▶ Deine Aufgabe
Wandle den Abschnitt der Auflistung, der mit der Zeile beginnt, die „[indicate] the green“ enthält, und bis zum Ende der Auflistung reicht, in eine JSON-Liste von Zeichenketten um. Jede Zeile wird zu einem Eintrag, beide Enden sind eingeschlossen, Leerzeilen entfallen.

┌──

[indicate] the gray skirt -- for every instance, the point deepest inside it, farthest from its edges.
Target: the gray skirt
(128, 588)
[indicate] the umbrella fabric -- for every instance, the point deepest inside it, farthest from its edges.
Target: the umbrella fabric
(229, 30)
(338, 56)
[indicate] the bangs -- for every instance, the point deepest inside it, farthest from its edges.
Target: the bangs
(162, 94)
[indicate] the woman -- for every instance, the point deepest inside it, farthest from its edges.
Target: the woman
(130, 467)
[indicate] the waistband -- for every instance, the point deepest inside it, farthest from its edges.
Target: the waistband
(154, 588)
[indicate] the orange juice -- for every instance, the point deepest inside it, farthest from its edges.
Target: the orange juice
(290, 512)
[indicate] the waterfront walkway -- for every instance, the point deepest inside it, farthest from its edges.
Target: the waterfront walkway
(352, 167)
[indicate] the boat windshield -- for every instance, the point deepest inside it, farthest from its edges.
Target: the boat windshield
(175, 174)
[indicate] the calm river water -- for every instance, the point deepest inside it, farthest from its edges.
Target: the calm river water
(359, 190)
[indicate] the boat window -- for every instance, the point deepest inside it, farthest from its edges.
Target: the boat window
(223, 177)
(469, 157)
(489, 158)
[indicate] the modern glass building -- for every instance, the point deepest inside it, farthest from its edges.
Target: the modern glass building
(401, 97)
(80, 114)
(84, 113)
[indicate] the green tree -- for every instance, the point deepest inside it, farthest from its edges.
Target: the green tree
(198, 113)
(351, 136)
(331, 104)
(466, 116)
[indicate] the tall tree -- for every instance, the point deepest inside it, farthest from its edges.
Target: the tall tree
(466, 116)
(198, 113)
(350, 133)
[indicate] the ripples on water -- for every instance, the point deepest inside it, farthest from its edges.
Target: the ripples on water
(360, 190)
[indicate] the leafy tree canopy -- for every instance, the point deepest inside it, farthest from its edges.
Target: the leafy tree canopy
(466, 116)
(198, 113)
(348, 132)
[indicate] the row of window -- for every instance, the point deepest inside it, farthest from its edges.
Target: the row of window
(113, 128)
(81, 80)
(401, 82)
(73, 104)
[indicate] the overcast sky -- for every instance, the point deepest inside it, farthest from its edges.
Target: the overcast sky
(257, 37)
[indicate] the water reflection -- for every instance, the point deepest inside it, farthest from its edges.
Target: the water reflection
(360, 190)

└──

▶ Schriftliche Antwort
[
  "[indicate] the green tree -- for every instance, the point deepest inside it, farthest from its edges.",
  "Target: the green tree",
  "(198, 113)",
  "(351, 136)",
  "(331, 104)",
  "(466, 116)",
  "[indicate] the tall tree -- for every instance, the point deepest inside it, farthest from its edges.",
  "Target: the tall tree",
  "(466, 116)",
  "(198, 113)",
  "(350, 133)",
  "[indicate] the ripples on water -- for every instance, the point deepest inside it, farthest from its edges.",
  "Target: the ripples on water",
  "(360, 190)",
  "[indicate] the leafy tree canopy -- for every instance, the point deepest inside it, farthest from its edges.",
  "Target: the leafy tree canopy",
  "(466, 116)",
  "(198, 113)",
  "(348, 132)",
  "[indicate] the row of window -- for every instance, the point deepest inside it, farthest from its edges.",
  "Target: the row of window",
  "(113, 128)",
  "(81, 80)",
  "(401, 82)",
  "(73, 104)",
  "[indicate] the overcast sky -- for every instance, the point deepest inside it, farthest from its edges.",
  "Target: the overcast sky",
  "(257, 37)",
  "[indicate] the water reflection -- for every instance, the point deepest inside it, farthest from its edges.",
  "Target: the water reflection",
  "(360, 190)"
]